[Dataset entries]
------------------------------------------------------------------------
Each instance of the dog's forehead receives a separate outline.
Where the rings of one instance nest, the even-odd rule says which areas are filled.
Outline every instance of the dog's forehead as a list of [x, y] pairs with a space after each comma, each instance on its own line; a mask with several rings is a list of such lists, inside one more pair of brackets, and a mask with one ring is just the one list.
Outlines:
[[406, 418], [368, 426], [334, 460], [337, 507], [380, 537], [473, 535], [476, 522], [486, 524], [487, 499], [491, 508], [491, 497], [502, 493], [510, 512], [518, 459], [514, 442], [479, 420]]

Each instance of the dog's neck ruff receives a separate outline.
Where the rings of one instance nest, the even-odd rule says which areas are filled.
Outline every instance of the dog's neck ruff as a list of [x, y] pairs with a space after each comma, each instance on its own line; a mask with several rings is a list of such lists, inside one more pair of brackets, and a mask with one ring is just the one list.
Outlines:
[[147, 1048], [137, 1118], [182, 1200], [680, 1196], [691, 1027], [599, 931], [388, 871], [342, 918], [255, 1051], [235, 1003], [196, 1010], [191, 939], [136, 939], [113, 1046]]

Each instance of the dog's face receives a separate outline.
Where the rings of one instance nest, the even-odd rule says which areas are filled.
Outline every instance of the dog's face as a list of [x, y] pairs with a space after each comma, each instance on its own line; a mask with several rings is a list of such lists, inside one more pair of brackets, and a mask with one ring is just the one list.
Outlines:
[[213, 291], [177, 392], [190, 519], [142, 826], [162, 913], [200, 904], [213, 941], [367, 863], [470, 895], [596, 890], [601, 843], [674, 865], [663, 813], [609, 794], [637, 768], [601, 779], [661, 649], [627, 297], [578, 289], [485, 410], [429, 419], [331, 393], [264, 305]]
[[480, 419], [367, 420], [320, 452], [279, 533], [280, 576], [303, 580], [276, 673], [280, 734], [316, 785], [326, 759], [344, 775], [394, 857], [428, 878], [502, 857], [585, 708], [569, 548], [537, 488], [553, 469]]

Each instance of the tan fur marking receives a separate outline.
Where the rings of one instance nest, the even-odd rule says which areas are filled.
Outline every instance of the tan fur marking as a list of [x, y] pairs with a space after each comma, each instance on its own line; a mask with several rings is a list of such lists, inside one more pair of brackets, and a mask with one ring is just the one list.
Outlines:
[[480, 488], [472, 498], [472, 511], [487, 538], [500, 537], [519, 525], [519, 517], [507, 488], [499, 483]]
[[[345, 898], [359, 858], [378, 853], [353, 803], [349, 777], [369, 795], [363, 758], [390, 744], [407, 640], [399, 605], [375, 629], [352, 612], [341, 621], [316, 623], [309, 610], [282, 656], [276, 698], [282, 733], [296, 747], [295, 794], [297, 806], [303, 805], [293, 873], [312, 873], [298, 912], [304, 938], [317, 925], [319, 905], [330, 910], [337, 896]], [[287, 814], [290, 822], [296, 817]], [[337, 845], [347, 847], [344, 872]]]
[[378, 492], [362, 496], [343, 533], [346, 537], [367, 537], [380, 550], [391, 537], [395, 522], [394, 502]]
------------------------------------------------------------------------
- _What is needed_: Repeat the data exactly as it was given above.

- _Task output_:
Each instance of the dog's forehead receives a separate outline.
Where the rings of one instance nest, the even-odd rule says which areas are filled.
Outline every instance of the dog's forehead as a list of [x, y] pairs with a space after each comma, each instance on its own line; a mask with several rings is a list of such lists, inside one more pair of brackets, and a mask with one ring is just the one list.
Outlines:
[[406, 418], [368, 426], [334, 460], [337, 507], [380, 537], [473, 535], [476, 522], [486, 524], [487, 499], [491, 508], [491, 497], [502, 493], [510, 512], [518, 459], [514, 442], [479, 420]]

Each instance of the dog's neck ruff receives a separate outline.
Where the rings of one instance nest, the even-odd rule says which areas are filled.
Outline every instance of the dog's neck ruff as a list of [x, y] pairs with a space after each comma, each instance on its own line; a mask with several rings is a list of such lists, inside one more pair of brackets, and a mask with one ring is just the one list.
Outlines:
[[147, 1048], [137, 1118], [182, 1200], [680, 1196], [691, 1027], [599, 931], [388, 871], [342, 918], [255, 1051], [235, 1003], [196, 1010], [191, 939], [136, 939], [113, 1046]]

Each instance of the dog's face receives a separate outline.
Where the rings of one instance nest, the even-odd rule says which areas are filled.
Outline every instance of the dog's face as a list of [x, y] pairs with a space after each comma, each instance on its own line; a mask with several rings is a list of such lists, inside one more pair of brackets, and a mask with one ring is just the one list.
Outlines:
[[213, 291], [177, 392], [190, 519], [142, 826], [162, 913], [200, 904], [213, 941], [367, 863], [470, 895], [596, 890], [601, 843], [674, 865], [663, 813], [609, 794], [637, 768], [601, 779], [661, 649], [627, 297], [578, 289], [485, 410], [429, 419], [331, 393], [264, 305]]
[[480, 419], [367, 420], [320, 452], [279, 533], [280, 576], [303, 580], [276, 673], [280, 734], [316, 785], [326, 759], [344, 775], [394, 857], [428, 878], [502, 857], [585, 708], [569, 548], [537, 488], [553, 469]]

Each instance of the tan fur marking receives a separate outline.
Where the rings of one instance nest, the even-odd rule says which areas are filled.
Outline every instance of the tan fur marking as a list of [x, y] pairs with a space after each comma, each instance on its own line; a mask with several rings is a list of such lists, inside one more pair of brackets, and a mask with one ring is just the one list.
Outlines:
[[480, 488], [472, 498], [472, 511], [487, 538], [500, 537], [519, 525], [519, 517], [507, 488], [499, 483]]
[[[345, 898], [359, 858], [378, 853], [353, 803], [349, 777], [369, 795], [363, 758], [390, 744], [407, 640], [399, 605], [375, 629], [352, 612], [341, 621], [316, 623], [309, 610], [282, 656], [276, 698], [282, 733], [296, 747], [295, 794], [297, 806], [303, 805], [293, 873], [312, 873], [298, 912], [304, 938], [317, 925], [319, 905], [330, 910], [337, 896]], [[287, 814], [290, 822], [296, 817]], [[337, 845], [347, 847], [344, 872]]]
[[378, 492], [362, 496], [343, 533], [346, 537], [367, 537], [380, 550], [391, 537], [395, 522], [394, 502]]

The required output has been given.